BEGIN Page text

Swaitkowski v. Board of Ed. of City of Buffalo
Decision Date | 18 February 1971 |
Citation | 319 N.Y.S.2d 783,36 A.D.2d 685 |
Parties | Joseph Paul SWAITKOWSKI, an infant, by his guardian ad litem, Joseph Swaitkowski and Joseph V. Swaitkowski, Individually, Respondents v. BOARD OF EDUCATION OF the CITY OF BUFFALO, Appellant. * * State Report Title: Swiatkowski v. Board of Ed. of City of Buffalo |
Court | New York Supreme Court — Appellate Division |
Brownstein, Canale, Madden & Brownstein, Aaron Weinstein, Buffalo, for respondents.
Anthony Manguso, Corp. Counsel, John J. Madden, Buffalo, for appellant Bd. of Education of City of Buffalo.
Before DEL VECCHIO, J.P., and MARSH, WITMER, GABRIELLI and MOULE, JJ.
Judgment has been entered in an action for personal injuries sustained by a 7 year old boy while attending class in a public school when he returned to his desk and sat on the point of a pencil placed in his seat by another student. Appeal is taken from the judgment based on a verdict in the personal injury action for $3,000 and a verdict in the derivative action for $2,343, the exact amount of the medical expenses.

END Page text
BEGIN Raw data

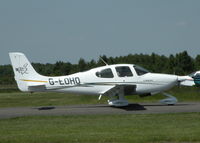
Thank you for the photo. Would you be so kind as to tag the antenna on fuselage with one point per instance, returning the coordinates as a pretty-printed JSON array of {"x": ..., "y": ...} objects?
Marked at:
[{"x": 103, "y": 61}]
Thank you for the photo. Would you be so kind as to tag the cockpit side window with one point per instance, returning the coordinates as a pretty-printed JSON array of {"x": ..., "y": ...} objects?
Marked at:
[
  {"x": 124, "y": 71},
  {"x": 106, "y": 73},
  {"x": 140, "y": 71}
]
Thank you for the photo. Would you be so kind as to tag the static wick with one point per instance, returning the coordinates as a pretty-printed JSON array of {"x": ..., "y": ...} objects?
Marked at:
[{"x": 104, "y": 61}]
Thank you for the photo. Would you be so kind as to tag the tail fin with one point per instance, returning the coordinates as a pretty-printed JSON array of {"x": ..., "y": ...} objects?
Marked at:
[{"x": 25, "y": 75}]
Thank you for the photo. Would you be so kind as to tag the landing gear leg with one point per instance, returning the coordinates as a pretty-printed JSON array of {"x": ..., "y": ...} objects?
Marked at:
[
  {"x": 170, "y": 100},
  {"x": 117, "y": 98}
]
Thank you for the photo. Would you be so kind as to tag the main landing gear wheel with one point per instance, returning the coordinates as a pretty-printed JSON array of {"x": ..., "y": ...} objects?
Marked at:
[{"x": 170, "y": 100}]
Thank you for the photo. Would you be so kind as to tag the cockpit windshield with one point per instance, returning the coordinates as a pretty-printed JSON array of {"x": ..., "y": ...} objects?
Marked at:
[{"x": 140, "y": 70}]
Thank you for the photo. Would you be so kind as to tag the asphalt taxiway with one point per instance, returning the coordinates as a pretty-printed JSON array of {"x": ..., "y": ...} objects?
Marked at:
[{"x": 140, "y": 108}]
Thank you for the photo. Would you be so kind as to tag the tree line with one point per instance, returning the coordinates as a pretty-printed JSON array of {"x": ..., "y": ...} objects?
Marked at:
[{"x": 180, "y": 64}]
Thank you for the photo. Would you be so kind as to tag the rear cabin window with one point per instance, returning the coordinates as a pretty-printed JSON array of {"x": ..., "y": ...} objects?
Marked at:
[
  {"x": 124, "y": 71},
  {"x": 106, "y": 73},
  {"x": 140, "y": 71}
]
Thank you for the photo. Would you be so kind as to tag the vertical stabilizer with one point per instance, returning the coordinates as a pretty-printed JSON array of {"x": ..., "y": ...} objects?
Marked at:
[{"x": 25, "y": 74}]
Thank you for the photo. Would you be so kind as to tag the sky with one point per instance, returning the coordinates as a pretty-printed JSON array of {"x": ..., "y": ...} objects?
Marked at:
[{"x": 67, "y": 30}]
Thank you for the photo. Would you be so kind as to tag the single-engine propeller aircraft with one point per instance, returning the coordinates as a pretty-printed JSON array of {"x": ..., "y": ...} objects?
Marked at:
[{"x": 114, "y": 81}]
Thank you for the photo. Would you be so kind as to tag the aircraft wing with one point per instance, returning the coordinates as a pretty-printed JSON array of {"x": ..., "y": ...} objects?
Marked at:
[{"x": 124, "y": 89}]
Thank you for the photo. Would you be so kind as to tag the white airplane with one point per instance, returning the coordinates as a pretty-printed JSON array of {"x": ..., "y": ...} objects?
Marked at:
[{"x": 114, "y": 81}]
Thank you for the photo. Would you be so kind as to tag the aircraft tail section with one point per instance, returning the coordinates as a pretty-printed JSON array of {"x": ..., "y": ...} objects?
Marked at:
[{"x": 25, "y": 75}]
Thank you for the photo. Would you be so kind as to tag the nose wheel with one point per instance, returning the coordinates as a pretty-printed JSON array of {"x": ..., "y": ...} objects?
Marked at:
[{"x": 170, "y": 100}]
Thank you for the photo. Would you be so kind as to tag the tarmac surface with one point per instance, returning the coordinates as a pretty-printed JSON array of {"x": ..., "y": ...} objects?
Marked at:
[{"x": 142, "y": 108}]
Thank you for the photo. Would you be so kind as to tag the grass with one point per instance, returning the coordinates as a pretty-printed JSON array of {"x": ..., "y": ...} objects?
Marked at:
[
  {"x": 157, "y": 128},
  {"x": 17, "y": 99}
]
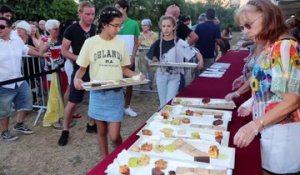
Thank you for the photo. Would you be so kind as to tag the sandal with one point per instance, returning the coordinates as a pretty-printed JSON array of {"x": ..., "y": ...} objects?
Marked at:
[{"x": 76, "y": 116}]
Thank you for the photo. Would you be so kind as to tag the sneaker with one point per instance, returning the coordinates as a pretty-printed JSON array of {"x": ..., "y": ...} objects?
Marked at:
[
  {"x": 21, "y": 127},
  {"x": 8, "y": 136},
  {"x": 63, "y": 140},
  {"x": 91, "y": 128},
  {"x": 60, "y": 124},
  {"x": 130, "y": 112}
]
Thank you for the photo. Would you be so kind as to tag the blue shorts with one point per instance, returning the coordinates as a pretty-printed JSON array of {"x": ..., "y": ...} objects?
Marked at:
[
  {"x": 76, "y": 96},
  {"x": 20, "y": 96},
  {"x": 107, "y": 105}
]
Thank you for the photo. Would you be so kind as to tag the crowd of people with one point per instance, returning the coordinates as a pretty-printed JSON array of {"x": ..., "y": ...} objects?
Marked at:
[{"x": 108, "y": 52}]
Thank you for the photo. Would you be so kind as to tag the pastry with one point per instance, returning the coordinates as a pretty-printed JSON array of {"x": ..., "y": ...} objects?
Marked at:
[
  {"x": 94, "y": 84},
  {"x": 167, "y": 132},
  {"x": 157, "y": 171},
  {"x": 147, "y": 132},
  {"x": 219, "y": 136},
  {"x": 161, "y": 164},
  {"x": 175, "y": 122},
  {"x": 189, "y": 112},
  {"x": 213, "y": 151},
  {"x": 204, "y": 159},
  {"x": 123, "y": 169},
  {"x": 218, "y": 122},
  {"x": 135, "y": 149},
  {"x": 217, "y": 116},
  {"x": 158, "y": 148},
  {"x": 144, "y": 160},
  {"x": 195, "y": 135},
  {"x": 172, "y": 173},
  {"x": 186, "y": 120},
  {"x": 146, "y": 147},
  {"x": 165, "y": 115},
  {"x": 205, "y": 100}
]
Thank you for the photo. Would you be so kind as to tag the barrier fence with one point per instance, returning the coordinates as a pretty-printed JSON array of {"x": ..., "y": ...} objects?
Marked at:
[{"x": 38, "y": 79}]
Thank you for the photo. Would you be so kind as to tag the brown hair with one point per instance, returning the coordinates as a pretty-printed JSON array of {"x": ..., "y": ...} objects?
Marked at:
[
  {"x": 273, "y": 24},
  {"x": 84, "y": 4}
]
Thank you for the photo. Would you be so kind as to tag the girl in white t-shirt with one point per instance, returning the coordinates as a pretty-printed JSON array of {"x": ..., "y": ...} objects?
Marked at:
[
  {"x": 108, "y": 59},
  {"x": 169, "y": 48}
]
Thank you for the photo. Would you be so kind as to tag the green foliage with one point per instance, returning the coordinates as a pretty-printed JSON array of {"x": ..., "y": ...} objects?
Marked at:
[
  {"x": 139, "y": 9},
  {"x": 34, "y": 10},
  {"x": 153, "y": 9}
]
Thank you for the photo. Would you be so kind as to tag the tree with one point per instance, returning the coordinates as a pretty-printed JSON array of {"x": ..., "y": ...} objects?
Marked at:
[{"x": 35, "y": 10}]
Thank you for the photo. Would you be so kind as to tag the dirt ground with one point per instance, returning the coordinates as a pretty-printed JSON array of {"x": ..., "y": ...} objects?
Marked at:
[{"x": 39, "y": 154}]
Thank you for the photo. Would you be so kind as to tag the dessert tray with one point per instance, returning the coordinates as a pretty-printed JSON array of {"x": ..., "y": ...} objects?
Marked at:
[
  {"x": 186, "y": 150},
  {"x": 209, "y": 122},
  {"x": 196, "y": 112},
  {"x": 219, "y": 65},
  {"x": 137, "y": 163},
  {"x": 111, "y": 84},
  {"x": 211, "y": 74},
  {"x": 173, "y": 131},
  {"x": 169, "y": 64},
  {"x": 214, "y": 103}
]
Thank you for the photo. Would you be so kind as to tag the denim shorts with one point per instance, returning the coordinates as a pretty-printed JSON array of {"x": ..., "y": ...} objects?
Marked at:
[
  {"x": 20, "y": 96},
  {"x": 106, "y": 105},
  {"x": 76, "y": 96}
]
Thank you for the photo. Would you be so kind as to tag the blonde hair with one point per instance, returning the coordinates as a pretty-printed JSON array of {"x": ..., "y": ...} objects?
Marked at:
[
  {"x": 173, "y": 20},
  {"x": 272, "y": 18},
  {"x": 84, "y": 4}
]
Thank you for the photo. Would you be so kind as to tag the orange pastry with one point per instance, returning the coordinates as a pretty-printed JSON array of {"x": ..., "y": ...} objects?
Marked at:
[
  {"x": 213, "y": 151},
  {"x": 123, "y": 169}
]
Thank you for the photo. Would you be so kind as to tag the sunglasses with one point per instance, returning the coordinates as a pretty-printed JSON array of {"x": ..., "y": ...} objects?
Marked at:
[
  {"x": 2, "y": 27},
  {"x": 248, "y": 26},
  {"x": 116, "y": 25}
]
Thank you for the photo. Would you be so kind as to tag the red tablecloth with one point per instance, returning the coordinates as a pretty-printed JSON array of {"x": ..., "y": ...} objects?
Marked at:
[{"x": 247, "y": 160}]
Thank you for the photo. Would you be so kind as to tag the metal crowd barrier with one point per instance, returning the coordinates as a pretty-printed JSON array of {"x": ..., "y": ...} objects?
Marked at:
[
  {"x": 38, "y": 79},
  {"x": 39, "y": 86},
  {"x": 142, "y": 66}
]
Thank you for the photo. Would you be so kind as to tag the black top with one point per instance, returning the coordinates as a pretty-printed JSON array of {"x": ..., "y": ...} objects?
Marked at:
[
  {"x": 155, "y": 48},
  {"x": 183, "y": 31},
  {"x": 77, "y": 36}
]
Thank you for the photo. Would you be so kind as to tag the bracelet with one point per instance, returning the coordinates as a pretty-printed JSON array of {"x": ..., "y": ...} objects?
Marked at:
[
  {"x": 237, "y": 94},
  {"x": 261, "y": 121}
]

END Raw data

To do:
Copy the case text on Swaitkowski v. Board of Ed. of City of Buffalo between "Swaitkowski v. Board" and "and MOULE, JJ.", inclusive.

Final answer:
Swaitkowski v. Board of Ed. of City of Buffalo
Decision Date | 18 February 1971 |
Citation | 319 N.Y.S.2d 783,36 A.D.2d 685 |
Parties | Joseph Paul SWAITKOWSKI, an infant, by his guardian ad litem, Joseph Swaitkowski and Joseph V. Swaitkowski, Individually, Respondents v. BOARD OF EDUCATION OF the CITY OF BUFFALO, Appellant. * * State Report Title: Swiatkowski v. Board of Ed. of City of Buffalo |
Court | New York Supreme Court — Appellate Division |
Brownstein, Canale, Madden & Brownstein, Aaron Weinstein, Buffalo, for respondents.
Anthony Manguso, Corp. Counsel, John J. Madden, Buffalo, for appellant Bd. of Education of City of Buffalo.
Before DEL VECCHIO, J.P., and MARSH, WITMER, GABRIELLI and MOULE, JJ.